> [Task description]: Every line of the records below that holds the word "bridge" should be copied out.

[Source data]

Segment Open

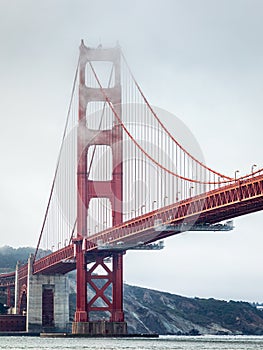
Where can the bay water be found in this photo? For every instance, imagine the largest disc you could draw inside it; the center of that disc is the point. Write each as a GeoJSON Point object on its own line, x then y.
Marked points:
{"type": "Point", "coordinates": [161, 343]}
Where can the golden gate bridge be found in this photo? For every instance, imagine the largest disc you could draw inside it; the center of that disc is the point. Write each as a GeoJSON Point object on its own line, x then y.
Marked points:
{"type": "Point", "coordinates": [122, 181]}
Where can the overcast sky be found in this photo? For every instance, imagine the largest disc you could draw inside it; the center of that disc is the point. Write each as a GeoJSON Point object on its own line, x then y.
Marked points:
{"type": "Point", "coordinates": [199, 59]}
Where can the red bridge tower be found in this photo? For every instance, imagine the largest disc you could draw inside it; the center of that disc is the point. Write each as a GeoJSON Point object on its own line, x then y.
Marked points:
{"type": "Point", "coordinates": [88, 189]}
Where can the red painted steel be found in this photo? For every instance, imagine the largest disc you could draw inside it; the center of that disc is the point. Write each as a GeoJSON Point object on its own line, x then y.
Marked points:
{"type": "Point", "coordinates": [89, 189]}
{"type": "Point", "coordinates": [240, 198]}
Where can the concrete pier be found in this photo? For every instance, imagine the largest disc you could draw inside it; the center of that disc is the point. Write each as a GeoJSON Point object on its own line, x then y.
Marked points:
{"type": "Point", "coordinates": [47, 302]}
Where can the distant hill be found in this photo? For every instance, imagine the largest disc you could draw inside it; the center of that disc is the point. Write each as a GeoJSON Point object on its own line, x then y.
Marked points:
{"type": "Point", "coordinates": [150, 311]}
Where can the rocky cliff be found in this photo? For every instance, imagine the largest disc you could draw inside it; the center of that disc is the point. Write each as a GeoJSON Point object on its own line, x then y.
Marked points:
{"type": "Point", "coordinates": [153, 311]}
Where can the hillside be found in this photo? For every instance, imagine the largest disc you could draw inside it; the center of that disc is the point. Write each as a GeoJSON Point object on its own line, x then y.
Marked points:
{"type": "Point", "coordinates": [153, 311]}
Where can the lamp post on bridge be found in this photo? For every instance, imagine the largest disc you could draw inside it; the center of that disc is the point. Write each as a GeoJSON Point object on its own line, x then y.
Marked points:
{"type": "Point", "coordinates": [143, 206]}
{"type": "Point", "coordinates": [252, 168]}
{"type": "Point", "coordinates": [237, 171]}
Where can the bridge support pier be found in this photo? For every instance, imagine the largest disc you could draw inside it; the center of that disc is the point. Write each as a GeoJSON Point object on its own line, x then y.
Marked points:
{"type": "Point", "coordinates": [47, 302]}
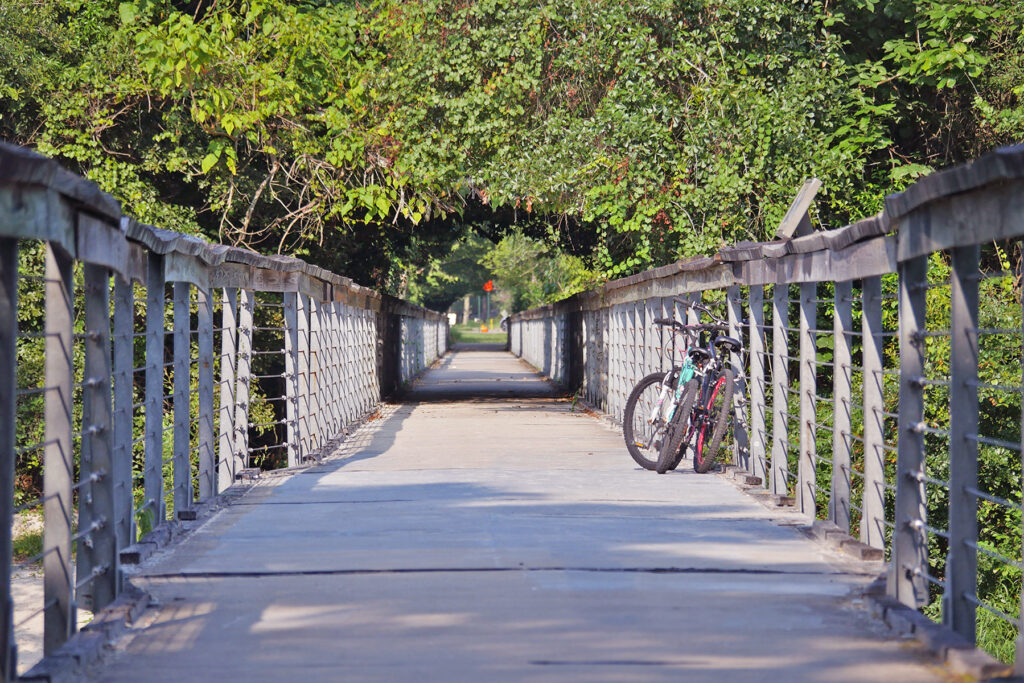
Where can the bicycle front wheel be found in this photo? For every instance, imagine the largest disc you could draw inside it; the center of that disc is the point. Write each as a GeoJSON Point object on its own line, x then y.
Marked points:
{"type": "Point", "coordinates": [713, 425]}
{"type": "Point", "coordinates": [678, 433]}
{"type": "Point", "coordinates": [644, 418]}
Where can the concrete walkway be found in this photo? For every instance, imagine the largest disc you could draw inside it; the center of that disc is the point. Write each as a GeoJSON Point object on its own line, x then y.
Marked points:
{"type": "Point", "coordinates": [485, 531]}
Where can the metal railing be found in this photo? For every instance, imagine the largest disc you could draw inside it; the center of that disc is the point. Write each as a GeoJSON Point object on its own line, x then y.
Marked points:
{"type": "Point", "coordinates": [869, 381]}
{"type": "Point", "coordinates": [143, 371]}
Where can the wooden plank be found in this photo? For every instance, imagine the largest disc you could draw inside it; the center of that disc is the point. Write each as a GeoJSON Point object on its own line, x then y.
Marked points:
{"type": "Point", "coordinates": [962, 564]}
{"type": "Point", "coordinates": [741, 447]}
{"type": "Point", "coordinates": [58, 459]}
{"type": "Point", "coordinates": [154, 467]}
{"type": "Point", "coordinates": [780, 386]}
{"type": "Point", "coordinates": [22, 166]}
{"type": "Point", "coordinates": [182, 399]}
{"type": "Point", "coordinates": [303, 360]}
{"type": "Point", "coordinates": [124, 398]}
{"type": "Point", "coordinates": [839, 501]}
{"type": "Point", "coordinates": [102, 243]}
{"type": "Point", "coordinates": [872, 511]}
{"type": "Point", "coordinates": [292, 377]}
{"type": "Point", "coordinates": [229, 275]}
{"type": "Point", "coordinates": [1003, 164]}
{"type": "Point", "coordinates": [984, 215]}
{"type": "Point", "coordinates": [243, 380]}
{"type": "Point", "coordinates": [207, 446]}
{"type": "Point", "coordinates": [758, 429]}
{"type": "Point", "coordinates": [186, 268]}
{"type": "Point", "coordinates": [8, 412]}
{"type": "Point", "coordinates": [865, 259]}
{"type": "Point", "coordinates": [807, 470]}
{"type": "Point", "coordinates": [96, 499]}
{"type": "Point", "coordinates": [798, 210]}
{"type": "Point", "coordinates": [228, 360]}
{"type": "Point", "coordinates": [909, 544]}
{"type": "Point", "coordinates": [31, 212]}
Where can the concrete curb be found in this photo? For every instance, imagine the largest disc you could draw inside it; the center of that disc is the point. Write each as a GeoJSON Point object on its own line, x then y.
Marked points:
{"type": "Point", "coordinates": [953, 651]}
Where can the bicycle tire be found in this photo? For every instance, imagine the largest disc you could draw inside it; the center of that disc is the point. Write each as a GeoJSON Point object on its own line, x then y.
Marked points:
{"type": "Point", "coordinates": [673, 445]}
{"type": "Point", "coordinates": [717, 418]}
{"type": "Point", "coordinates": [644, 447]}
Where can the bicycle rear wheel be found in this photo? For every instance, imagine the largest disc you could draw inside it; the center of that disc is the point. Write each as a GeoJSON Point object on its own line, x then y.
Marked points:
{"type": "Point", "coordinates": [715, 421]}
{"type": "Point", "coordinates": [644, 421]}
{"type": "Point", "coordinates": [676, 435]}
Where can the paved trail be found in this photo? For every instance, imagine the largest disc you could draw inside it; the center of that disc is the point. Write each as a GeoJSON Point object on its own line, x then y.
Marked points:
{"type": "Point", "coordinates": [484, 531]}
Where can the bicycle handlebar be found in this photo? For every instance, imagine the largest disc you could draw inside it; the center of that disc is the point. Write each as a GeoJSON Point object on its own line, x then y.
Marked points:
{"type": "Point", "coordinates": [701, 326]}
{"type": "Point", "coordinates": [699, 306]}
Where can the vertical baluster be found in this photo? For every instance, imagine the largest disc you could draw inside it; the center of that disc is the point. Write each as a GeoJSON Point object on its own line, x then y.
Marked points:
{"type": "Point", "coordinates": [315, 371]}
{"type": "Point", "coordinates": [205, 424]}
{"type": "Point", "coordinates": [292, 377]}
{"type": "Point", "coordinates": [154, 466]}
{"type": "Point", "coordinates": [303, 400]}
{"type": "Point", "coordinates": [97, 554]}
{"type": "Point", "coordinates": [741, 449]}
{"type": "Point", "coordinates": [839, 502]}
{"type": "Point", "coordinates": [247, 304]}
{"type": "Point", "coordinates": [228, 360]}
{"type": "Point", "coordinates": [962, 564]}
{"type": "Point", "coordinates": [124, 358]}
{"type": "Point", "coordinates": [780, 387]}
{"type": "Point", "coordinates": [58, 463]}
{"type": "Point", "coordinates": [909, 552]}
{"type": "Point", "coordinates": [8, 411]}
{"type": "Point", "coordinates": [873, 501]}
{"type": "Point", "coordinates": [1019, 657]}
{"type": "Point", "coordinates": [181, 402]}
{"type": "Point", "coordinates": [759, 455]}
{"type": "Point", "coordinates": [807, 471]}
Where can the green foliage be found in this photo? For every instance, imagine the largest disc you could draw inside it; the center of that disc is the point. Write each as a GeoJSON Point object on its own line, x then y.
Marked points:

Segment Closed

> [Solution for this problem]:
Where can the golden gate bridge be found in this photo? For every instance, imagine the largest disc you could draw inside it; the center of that disc is the point. Write each as a GeoJSON Point object on its own line, x then y.
Where can the red bridge tower be found in this photo? For every instance, imagine the largest disc you could draw inside it; the center of that disc is the point. Write each as a GeoJSON Point object on its own line, x then y.
Where can the lamp post on bridge be found in this photo? For every instance, imagine the largest disc you could draw inside it; the center of that disc is the point. Write each as a GeoJSON Point object on its own line, x then y.
Where can the bridge support pier be found in this photo? For every instance, imagine the largest disc you could draw inside it; the center of that disc is the point. Write each as a GeoJSON Point object on its own line, x then y.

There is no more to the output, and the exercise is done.